**EXERCISE BRIEF:** All of the data that follows should be given again exactly, without its images.

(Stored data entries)
++++++++++++++++++++
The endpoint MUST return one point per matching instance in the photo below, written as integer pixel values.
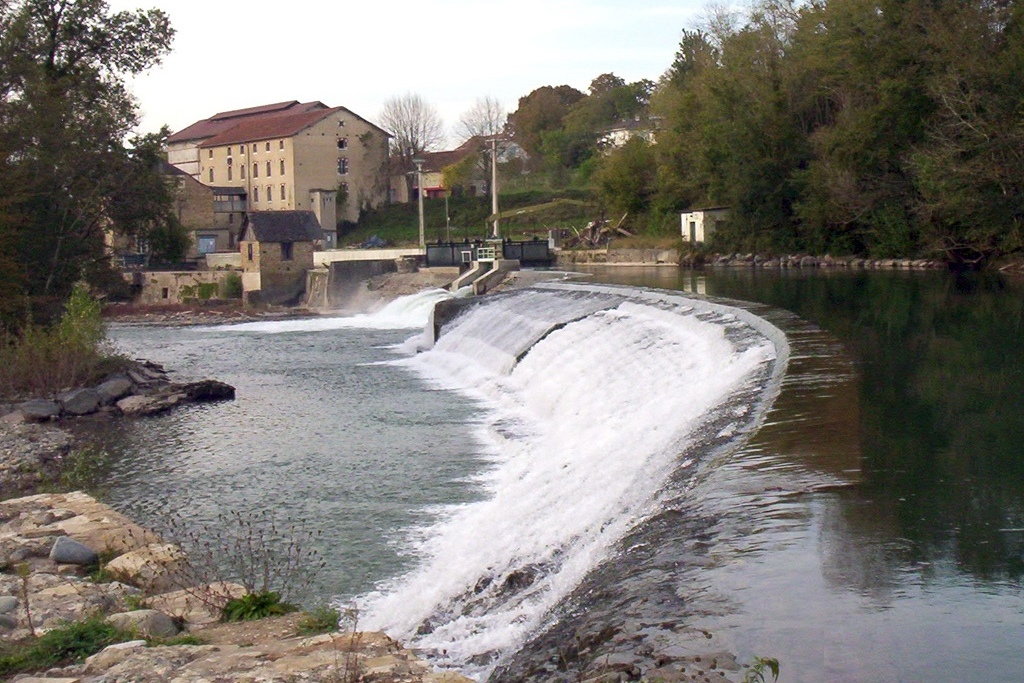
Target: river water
(654, 477)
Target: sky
(230, 54)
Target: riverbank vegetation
(41, 360)
(72, 171)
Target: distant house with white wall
(624, 131)
(699, 224)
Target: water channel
(872, 529)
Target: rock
(8, 603)
(14, 418)
(112, 655)
(157, 567)
(68, 551)
(201, 604)
(39, 410)
(79, 401)
(148, 623)
(114, 389)
(139, 406)
(207, 390)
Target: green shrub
(230, 287)
(65, 645)
(321, 620)
(254, 606)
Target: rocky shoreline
(67, 557)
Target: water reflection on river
(872, 529)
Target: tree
(485, 119)
(65, 114)
(542, 112)
(626, 178)
(416, 125)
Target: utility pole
(494, 184)
(419, 197)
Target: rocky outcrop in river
(142, 388)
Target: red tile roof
(223, 121)
(251, 130)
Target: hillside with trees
(867, 127)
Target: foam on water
(592, 397)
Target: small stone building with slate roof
(276, 253)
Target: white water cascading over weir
(598, 402)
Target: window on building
(207, 244)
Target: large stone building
(290, 157)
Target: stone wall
(181, 287)
(619, 256)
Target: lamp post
(419, 198)
(494, 184)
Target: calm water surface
(872, 530)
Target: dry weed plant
(255, 550)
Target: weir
(598, 401)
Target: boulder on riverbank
(47, 593)
(142, 388)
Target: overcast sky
(231, 54)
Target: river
(869, 529)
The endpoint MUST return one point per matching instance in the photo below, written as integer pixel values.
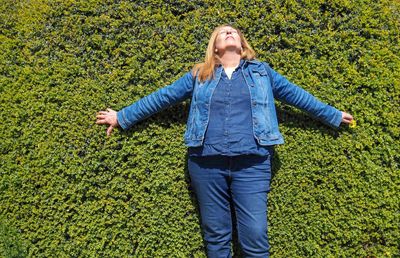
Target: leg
(210, 181)
(251, 177)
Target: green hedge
(68, 191)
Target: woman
(231, 130)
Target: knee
(254, 239)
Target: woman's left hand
(108, 117)
(347, 118)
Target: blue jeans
(243, 180)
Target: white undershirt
(229, 71)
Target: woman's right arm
(149, 105)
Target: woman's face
(227, 39)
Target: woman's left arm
(300, 98)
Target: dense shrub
(68, 191)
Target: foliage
(71, 192)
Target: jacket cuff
(121, 120)
(337, 119)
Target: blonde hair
(205, 71)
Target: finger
(109, 130)
(101, 116)
(102, 122)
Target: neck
(230, 59)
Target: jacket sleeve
(294, 95)
(156, 101)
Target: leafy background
(66, 190)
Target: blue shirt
(230, 128)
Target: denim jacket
(264, 84)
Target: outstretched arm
(149, 105)
(298, 97)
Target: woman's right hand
(108, 117)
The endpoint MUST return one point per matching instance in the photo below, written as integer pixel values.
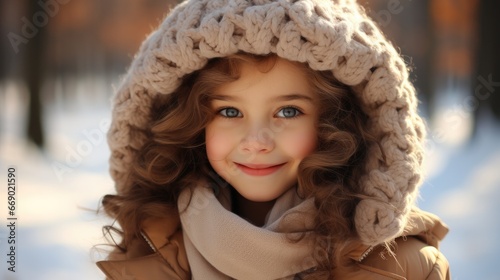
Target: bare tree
(32, 72)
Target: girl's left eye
(288, 112)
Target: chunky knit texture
(327, 35)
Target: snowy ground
(56, 231)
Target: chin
(261, 197)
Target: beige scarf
(222, 245)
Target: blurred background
(60, 61)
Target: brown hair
(174, 156)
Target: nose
(258, 141)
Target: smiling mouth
(259, 169)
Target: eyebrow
(288, 97)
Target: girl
(269, 140)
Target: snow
(59, 189)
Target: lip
(259, 169)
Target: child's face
(265, 124)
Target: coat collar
(421, 224)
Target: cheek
(217, 143)
(301, 143)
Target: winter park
(61, 62)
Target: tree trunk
(33, 67)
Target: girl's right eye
(230, 113)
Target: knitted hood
(331, 35)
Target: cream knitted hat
(331, 35)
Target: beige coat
(416, 254)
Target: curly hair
(174, 156)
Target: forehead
(271, 76)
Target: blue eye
(230, 113)
(288, 112)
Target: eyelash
(299, 112)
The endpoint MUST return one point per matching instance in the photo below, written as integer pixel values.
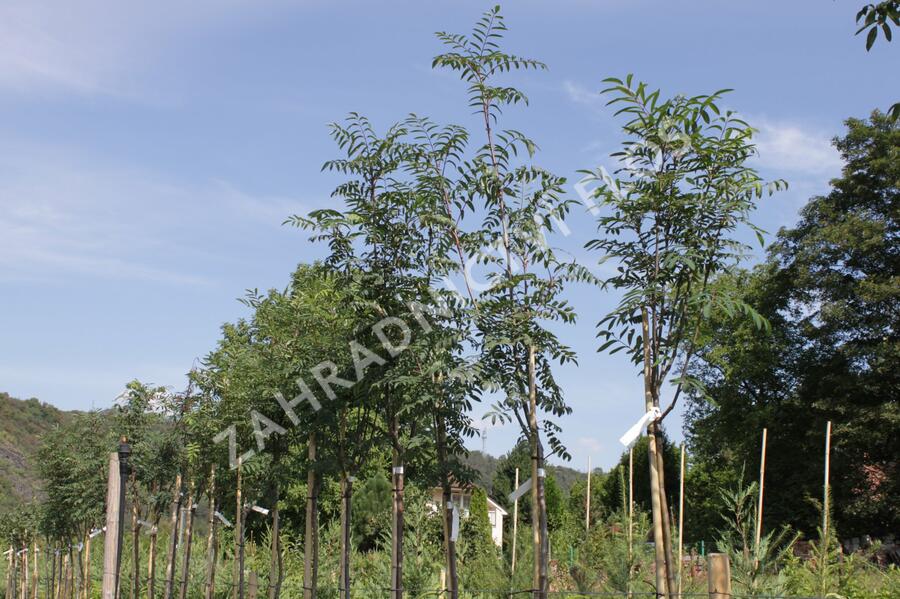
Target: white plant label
(520, 491)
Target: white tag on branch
(223, 519)
(634, 433)
(520, 491)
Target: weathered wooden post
(252, 585)
(189, 537)
(173, 542)
(515, 523)
(211, 544)
(115, 519)
(719, 576)
(587, 502)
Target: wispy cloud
(68, 216)
(99, 47)
(795, 149)
(581, 95)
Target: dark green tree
(829, 288)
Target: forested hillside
(22, 423)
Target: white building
(462, 496)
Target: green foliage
(829, 289)
(686, 187)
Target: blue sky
(150, 151)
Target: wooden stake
(252, 586)
(719, 576)
(86, 556)
(762, 484)
(113, 531)
(826, 487)
(680, 520)
(587, 501)
(239, 536)
(211, 544)
(36, 576)
(188, 539)
(173, 542)
(311, 533)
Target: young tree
(684, 188)
(519, 203)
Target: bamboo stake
(587, 501)
(239, 536)
(826, 487)
(211, 545)
(681, 522)
(36, 576)
(173, 544)
(188, 540)
(515, 524)
(762, 484)
(86, 556)
(111, 548)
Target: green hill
(22, 423)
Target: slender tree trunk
(151, 559)
(446, 510)
(397, 512)
(36, 575)
(51, 580)
(311, 539)
(86, 589)
(538, 517)
(667, 518)
(188, 541)
(449, 543)
(212, 550)
(346, 505)
(171, 558)
(276, 574)
(239, 537)
(656, 508)
(11, 557)
(135, 542)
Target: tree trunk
(397, 526)
(135, 543)
(51, 581)
(239, 537)
(188, 540)
(538, 504)
(346, 505)
(211, 542)
(86, 588)
(666, 517)
(151, 559)
(311, 539)
(656, 509)
(447, 509)
(275, 565)
(36, 576)
(449, 543)
(173, 542)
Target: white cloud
(591, 445)
(579, 94)
(792, 148)
(99, 46)
(68, 216)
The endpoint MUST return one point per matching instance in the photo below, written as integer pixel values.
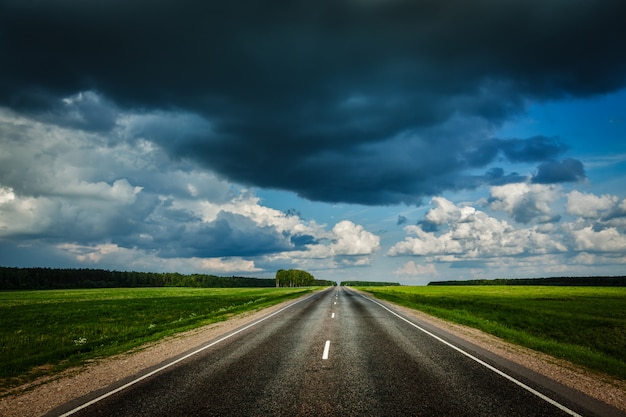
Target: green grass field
(584, 325)
(42, 332)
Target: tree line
(54, 278)
(619, 281)
(299, 278)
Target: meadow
(584, 325)
(42, 332)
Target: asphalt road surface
(337, 353)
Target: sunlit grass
(585, 325)
(46, 331)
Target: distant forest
(52, 278)
(554, 281)
(368, 283)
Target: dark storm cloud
(335, 100)
(229, 234)
(568, 170)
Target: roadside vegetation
(584, 325)
(43, 332)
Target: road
(337, 353)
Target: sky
(379, 140)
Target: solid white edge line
(149, 374)
(326, 350)
(485, 364)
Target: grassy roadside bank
(584, 325)
(43, 332)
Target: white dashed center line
(326, 349)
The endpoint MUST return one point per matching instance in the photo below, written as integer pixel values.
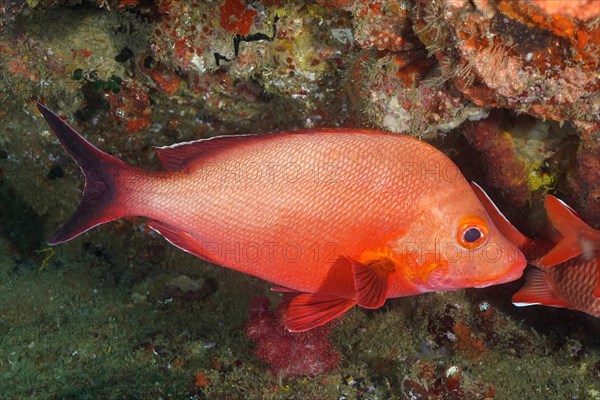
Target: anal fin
(537, 292)
(179, 238)
(309, 310)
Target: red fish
(572, 284)
(340, 217)
(568, 272)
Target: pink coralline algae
(289, 354)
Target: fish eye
(472, 233)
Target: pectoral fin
(372, 282)
(309, 310)
(537, 292)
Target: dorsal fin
(182, 156)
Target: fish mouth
(512, 275)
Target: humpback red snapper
(340, 217)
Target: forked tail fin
(577, 236)
(99, 203)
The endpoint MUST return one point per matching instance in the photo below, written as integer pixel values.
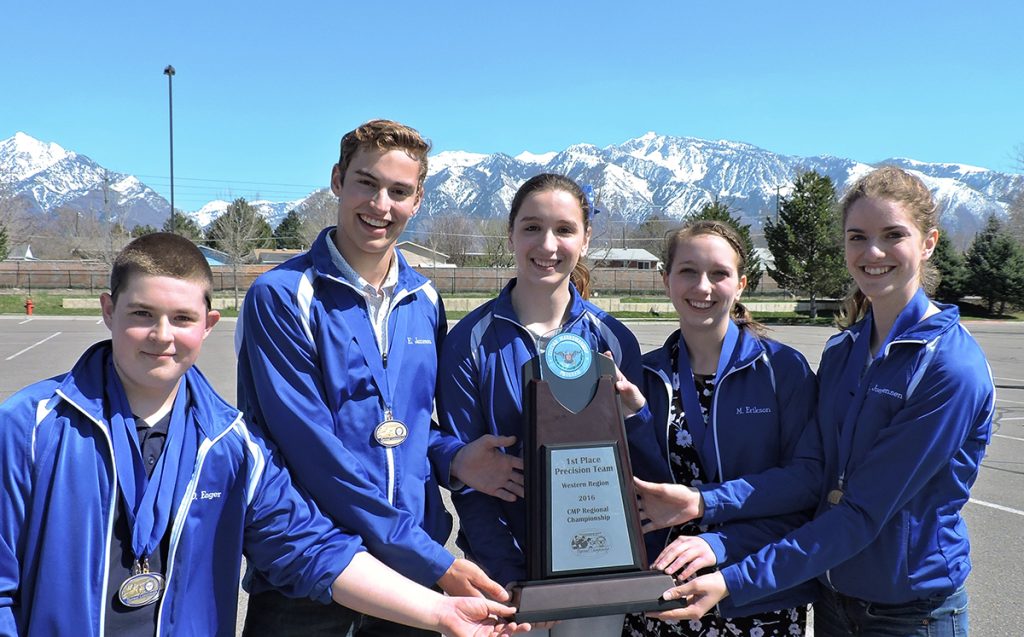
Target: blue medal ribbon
(148, 501)
(691, 402)
(386, 379)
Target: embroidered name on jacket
(743, 411)
(887, 392)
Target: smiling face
(377, 197)
(704, 283)
(885, 251)
(157, 325)
(548, 239)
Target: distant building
(20, 252)
(629, 258)
(421, 256)
(273, 257)
(215, 257)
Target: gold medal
(141, 589)
(391, 432)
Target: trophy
(585, 554)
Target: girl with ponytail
(725, 401)
(479, 375)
++++++++++++++++++++
**RESPONSE BOX:**
The endpoint MUST return one point per matching instance in the photo below, written as integer pixel values.
Target: river water
(654, 477)
Target: sky
(230, 54)
Target: riverbank vegetation
(41, 360)
(72, 171)
Target: distant house with white wall
(624, 131)
(699, 224)
Target: water channel
(872, 529)
Target: rock
(8, 603)
(14, 418)
(112, 655)
(157, 567)
(68, 551)
(201, 604)
(39, 410)
(79, 401)
(148, 623)
(114, 389)
(139, 406)
(207, 390)
Target: green shrub
(230, 287)
(65, 645)
(321, 620)
(254, 606)
Target: rocky shoreline
(67, 557)
Target: water reflection on river
(872, 529)
Target: tree
(485, 119)
(65, 114)
(542, 112)
(626, 178)
(416, 125)
Target: utility pole
(494, 184)
(419, 197)
Target: rocky outcrop in river
(142, 388)
Target: red tile roof
(223, 121)
(251, 130)
Target: hillside with trees
(867, 127)
Target: foam on water
(592, 397)
Target: small stone building with slate roof
(276, 253)
Target: white water cascading over weir
(598, 402)
Target: window on building
(207, 244)
Target: large stone building
(290, 157)
Target: stone wall
(181, 287)
(619, 256)
Target: lamp post
(419, 198)
(494, 184)
Target: calm water surface
(872, 530)
Target: dry weed plant
(255, 550)
Target: weir
(598, 401)
Target: boulder on riverbank
(47, 593)
(142, 388)
Target: overcast sky
(231, 54)
Target: river
(869, 529)
The endpoint MUST return one point per matching instance in the photo below, written as integer pixel values.
Target: leg
(210, 181)
(251, 177)
Target: green hedge
(68, 191)
Target: woman
(231, 130)
Target: knee
(254, 239)
Target: woman's left hand
(108, 117)
(347, 118)
Target: blue jeans
(243, 180)
Target: white undershirt
(229, 71)
Target: woman's right arm
(149, 105)
Target: woman's face
(227, 39)
Target: woman's left arm
(300, 98)
Target: dense shrub
(68, 191)
Target: foliage
(71, 192)
Target: jacket cuff
(121, 120)
(337, 119)
Target: blonde hair
(205, 71)
Target: finger
(109, 130)
(101, 116)
(102, 122)
Target: neck
(230, 59)
Target: jacket sleeve
(294, 95)
(156, 101)
Target: leafy background
(66, 190)
Target: blue shirt
(230, 128)
Target: denim jacket
(264, 84)
Target: outstretched arm
(149, 105)
(298, 97)
Target: woman's right hand
(108, 117)
The endpoint MUST return one point per matching instance in the photo below, written as integer pixel values.
Target: bare tree
(32, 72)
Target: girl's left eye
(288, 112)
Target: chunky knit texture
(327, 35)
Target: snowy ground
(56, 231)
Target: chin
(261, 197)
Target: beige scarf
(222, 245)
Target: blurred background
(60, 61)
Target: brown hair
(174, 156)
Target: nose
(258, 141)
Target: smiling mouth
(259, 169)
Target: eyebrow
(288, 97)
Target: girl
(269, 140)
Target: snow
(59, 189)
Target: lip
(259, 169)
Target: child's face
(265, 124)
Target: coat collar
(421, 224)
Target: cheek
(217, 143)
(301, 143)
Target: winter park
(61, 62)
Target: tree trunk
(33, 67)
Target: girl's right eye
(230, 113)
Target: knitted hood
(331, 35)
Target: cream knitted hat
(331, 35)
Target: beige coat
(416, 254)
Target: curly hair
(174, 156)
Target: forehead
(271, 76)
Target: blue eye
(230, 113)
(288, 112)
Target: eyelash
(299, 112)
The endpoint MUST return one point per matching instance in the photo below, written as integer pixel values.
Target: white plant label
(520, 491)
Target: white tag on branch
(223, 519)
(634, 433)
(520, 491)
Target: weathered wooden post
(252, 585)
(189, 537)
(173, 542)
(515, 523)
(211, 544)
(115, 519)
(719, 576)
(587, 502)
Target: wispy cloud
(68, 216)
(99, 47)
(795, 149)
(581, 95)
Target: dark green tree
(829, 288)
Target: forested hillside
(22, 423)
Target: white building
(462, 496)
Target: green foliage
(829, 289)
(686, 187)
Target: blue sky
(150, 151)
Target: wooden stake
(252, 586)
(719, 576)
(86, 556)
(762, 484)
(113, 531)
(826, 487)
(680, 520)
(587, 501)
(239, 536)
(211, 544)
(36, 576)
(188, 539)
(173, 542)
(311, 533)
Target: young tree
(684, 188)
(519, 203)
Target: bamboo stake
(587, 501)
(239, 536)
(826, 487)
(211, 545)
(681, 522)
(36, 576)
(173, 544)
(188, 540)
(515, 524)
(762, 484)
(86, 556)
(111, 548)
Target: green hill
(22, 423)
Target: slender tree trunk
(151, 559)
(446, 510)
(397, 512)
(36, 575)
(51, 580)
(311, 539)
(86, 589)
(538, 517)
(667, 518)
(188, 541)
(449, 543)
(212, 550)
(346, 505)
(171, 558)
(276, 574)
(239, 537)
(656, 508)
(11, 557)
(135, 542)
Target: tree trunk
(397, 526)
(135, 543)
(51, 581)
(239, 537)
(188, 540)
(538, 504)
(346, 505)
(211, 542)
(86, 588)
(666, 517)
(151, 559)
(311, 539)
(656, 509)
(447, 509)
(275, 565)
(36, 576)
(449, 543)
(173, 542)
Target: white cloud
(591, 445)
(579, 94)
(792, 148)
(99, 46)
(68, 216)
The endpoint MUST return one point per matching instance in the photo below, written as integer pixel values.
Target: green grass field
(584, 325)
(42, 332)
Target: tree line
(54, 278)
(619, 281)
(299, 278)
Target: meadow
(584, 325)
(42, 332)
Target: asphalt road surface
(337, 353)
Target: sunlit grass
(585, 325)
(46, 331)
Target: distant forest
(52, 278)
(554, 281)
(368, 283)
Target: dark storm cloud
(335, 100)
(229, 234)
(568, 170)
Target: roadside vegetation
(584, 325)
(43, 332)
Target: road
(337, 353)
Target: sky
(379, 140)
Target: solid white edge line
(149, 374)
(326, 350)
(485, 364)
Target: grassy roadside bank
(584, 325)
(43, 332)
Target: white dashed center line
(326, 349)
The endpoint MUST return one point per matching instance in the photo below, written as integer pixel values.
Target: anal fin
(537, 292)
(179, 238)
(309, 310)
Target: red fish
(572, 284)
(340, 217)
(568, 272)
Target: pink coralline algae
(289, 354)
Target: fish eye
(472, 233)
Target: pectoral fin
(372, 282)
(309, 310)
(537, 292)
Target: dorsal fin
(182, 156)
Target: fish mouth
(512, 275)
Target: humpback red snapper
(340, 217)
Target: forked tail fin
(577, 236)
(99, 203)
The endpoint MUST return one point per matching instance in the photo below, written as integer pixel values.
Target: blue medal ribbon
(148, 501)
(691, 402)
(386, 379)
Target: embroidered name on jacket
(743, 411)
(887, 392)
Target: smiling face
(377, 197)
(704, 283)
(885, 251)
(157, 325)
(548, 239)
Target: distant building
(20, 252)
(629, 258)
(421, 256)
(273, 257)
(215, 257)
Target: gold medal
(141, 589)
(391, 432)
Target: trophy
(585, 554)
Target: girl with ponytail
(725, 401)
(479, 375)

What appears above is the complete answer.